_Exercises:_
1) List the areas that the article about Lower Manhattan's crowded streets says Manhattan Community Board 1 represents.
2) Carry on the article about Lower Manhattan's crowded streets, picking up after its last sentence.

_Given text:_
Lower Manhattan Wonders What to Do When the Streetscape Gets Full – Next City
The Works

Lower Manhattan Wonders What to Do When the Streetscape Gets Full

(AP Photo/Richard Drew)

Catherine McVay Hughes has been living in lower Manhattan for nearly three decades. When she was raising her children, it was something of an anomaly to push a stroller among the office towers and government buildings that dominated the neighborhoods. But over the last 15 years there’s been a shift as residential buildings have replaced some commercial spaces and the number of residents has nearly doubled from 34,420 in 2000 to its current 69,500. Hughes says families are now commonplace and the neighborhood is no longer a ghost town after offices close for the day.

And while that influx has helped make the neighborhood the sort of lively place that families want to live in and tourists want to visit, it’s also making the streets and sidewalks a little crowded. As chair of Manhattan Community Board 1 — a government advisory board representing Tribeca, Seaport/Civic Center, Battery Park City and the Financial District — Hughes wants to figure out how to better use public space to maintain a healthy pedestrian environment for those stroller-pushing families, tourists and workers.

_Given information:_
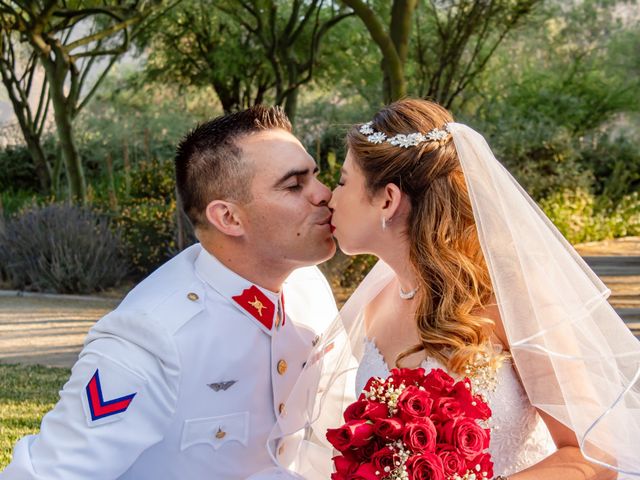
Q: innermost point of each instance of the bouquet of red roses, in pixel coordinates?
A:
(416, 427)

_Results for the exercise:_
1)
Tribeca
Seaport/Civic Center
Battery Park City
Financial District

2)
The latest step in that effort was a granular study of the sidewalks in CB1’s four neighborhoods. “Streetscape Study of Lower Manhattan” was completed in two phases. For the first, a team of Pace University students did an inventory of sidewalks in the four neighborhoods, documenting 18 permanent sidewalk features — benches, phone booths, subway entrances, bus stops, street trees, newsstands, trash cans, etc. — to determine what’s enhancing the pedestrian environment and what’s hindering mobility. For the second phase, they distributed surveys to residents and passersby asking what the biggest sidewalk hindrances were and what they most wanted improved.

In the end, they found nearly 7,000 sidewalk features throughout the survey area. According to Cammie Flippen, who was CB1’s planning fellow for the past year and led the streetscape study, there weren’t any major surprises in the data collected. Battery Park City and the Financial District have the highest concentration of benches, while Seaport and Tribeca don’t have enough. Bike racks are dispersed unevenly throughout the area. The Financial District has perhaps too much signage. Trash cans and recycling bins are rarely found on the same corner.

The priorities highlighted in the phase two survey, however, did contain a few surprises. Flippen expected construction to be the number one complaint. Instead, people said trash cans were the biggest obstacle, followed by bus stops and subway entrances.

“There hasn’t been a lot of action on the pedestrian environment in lower Manhattan. It’s been very incremental and piecemeal. After doing this study, you really see a need to think about this holistically and think about how to integrate features together to reduce the number of them on the street,” Flippen explains.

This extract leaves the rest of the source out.